START Excerpted data
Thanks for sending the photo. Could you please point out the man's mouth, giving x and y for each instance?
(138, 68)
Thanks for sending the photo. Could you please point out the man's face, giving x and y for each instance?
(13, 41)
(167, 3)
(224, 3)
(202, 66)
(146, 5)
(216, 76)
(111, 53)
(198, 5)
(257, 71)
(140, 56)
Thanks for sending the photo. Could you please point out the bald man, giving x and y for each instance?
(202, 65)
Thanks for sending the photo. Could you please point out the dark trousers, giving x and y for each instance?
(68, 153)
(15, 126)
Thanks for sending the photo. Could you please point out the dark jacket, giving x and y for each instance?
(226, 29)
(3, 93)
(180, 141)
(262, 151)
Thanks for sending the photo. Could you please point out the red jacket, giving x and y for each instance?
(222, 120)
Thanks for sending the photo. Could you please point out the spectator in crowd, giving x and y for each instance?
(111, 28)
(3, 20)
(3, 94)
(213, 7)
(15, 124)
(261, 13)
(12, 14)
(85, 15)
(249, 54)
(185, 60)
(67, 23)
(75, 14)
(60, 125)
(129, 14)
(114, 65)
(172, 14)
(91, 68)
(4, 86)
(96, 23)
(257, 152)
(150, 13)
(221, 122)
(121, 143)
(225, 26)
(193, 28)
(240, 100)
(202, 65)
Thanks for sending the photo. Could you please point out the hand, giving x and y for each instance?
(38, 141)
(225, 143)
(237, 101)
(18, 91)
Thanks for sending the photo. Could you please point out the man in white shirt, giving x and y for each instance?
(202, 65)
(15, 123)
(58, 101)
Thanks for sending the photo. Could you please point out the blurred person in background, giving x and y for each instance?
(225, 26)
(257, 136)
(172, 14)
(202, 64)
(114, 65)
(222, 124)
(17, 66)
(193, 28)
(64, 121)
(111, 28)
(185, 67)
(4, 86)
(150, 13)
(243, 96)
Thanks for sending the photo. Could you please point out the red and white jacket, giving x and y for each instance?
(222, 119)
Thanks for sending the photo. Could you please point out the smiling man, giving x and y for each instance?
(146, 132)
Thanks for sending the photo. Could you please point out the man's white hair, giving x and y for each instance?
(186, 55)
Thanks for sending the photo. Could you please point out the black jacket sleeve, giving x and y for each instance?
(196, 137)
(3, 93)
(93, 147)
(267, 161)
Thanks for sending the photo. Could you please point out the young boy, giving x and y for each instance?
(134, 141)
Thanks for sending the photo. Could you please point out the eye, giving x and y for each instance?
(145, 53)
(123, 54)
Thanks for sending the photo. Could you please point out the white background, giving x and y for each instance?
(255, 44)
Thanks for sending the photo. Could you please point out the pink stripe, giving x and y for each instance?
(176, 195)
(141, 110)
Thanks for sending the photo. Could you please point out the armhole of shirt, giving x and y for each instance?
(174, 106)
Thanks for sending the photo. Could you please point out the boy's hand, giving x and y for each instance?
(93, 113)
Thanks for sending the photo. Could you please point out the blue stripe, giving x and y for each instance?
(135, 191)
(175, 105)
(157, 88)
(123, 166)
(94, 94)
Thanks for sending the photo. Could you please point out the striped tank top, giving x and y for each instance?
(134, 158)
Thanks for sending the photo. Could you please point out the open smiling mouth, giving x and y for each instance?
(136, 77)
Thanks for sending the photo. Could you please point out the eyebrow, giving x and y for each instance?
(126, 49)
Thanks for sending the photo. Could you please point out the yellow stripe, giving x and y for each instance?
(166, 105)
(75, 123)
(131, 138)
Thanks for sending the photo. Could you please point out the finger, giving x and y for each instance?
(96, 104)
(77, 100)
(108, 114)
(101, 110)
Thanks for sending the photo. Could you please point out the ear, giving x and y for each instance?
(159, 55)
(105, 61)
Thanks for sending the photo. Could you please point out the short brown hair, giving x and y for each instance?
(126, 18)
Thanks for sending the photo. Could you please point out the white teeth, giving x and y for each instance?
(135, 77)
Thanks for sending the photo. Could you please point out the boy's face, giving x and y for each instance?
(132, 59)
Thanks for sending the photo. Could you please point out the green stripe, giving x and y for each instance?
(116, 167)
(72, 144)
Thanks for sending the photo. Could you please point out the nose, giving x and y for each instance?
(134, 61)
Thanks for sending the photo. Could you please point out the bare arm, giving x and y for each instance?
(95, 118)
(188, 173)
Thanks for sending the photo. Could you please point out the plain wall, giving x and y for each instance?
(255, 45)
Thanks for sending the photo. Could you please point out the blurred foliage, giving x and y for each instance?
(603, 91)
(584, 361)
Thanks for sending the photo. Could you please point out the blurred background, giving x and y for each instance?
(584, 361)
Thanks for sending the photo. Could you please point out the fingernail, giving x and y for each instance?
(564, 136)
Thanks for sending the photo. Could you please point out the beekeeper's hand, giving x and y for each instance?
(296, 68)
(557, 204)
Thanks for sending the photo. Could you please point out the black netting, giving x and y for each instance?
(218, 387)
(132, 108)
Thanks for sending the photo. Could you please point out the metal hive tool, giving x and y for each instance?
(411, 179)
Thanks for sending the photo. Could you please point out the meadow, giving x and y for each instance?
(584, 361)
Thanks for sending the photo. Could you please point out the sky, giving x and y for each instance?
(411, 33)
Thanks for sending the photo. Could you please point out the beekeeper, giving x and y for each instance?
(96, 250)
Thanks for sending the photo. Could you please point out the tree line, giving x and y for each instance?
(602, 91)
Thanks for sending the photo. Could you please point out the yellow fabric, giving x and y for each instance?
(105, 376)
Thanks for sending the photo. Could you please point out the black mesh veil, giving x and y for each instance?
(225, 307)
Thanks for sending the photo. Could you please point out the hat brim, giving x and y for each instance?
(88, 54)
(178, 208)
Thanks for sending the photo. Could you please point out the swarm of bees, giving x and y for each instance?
END Excerpted data
#### Goal of the exercise:
Your reply should be a verbatim retyping of the lines from the one that holds "wall, giving x and y for each instance?" through the last line of the entries.

#### Response to this exercise:
Thanks for sending the photo. Could you please point out the plain wall, giving x and y for each instance?
(255, 45)
Thanks for sending the photo. Could you please point out the blurred foliage, giving x and y for each instance?
(603, 91)
(584, 361)
Thanks for sending the photo. Could you please point out the blurred background, giving x and y for each instance?
(584, 361)
Thanks for sending the photo. Could you please point out the fingernail, giving x and y for each instance?
(564, 136)
Thanks for sending the photo. Could you please point out the beekeeper's hand, giving x and y for each instance?
(296, 68)
(557, 204)
Thanks for sending the photo. Could you please point out the black netting, giving x and y for each instance?
(218, 387)
(132, 108)
Thanks for sending the photo. Could you please point out the metal hive tool, giving x and y for each instance?
(411, 179)
Thanks for sending the photo. Could you please point out the meadow, giving x and y for each instance?
(584, 361)
Thanks for sending the photo. Could you please point out the sky, giving x and y for each instance?
(411, 33)
Thanks for sending the photo. Could you please point out the beekeeper, giving x and y for each instance?
(96, 250)
Thanks for sending the photo. Could you please point out the tree line, giving x and y for each instance?
(602, 91)
Thanks for sending the photo. Could you please point out the yellow fabric, giving x and y for each instance?
(105, 376)
Thanks for sending the photo. Could you please point out the black mesh veil, giving x and y for each instance?
(225, 307)
Thanks for sending the photo. Could you please point out the hat brim, giving x and y for each instance?
(88, 54)
(178, 208)
Thanks for sending the photo. Could you please point out the swarm of bees, giving x and y for each instance?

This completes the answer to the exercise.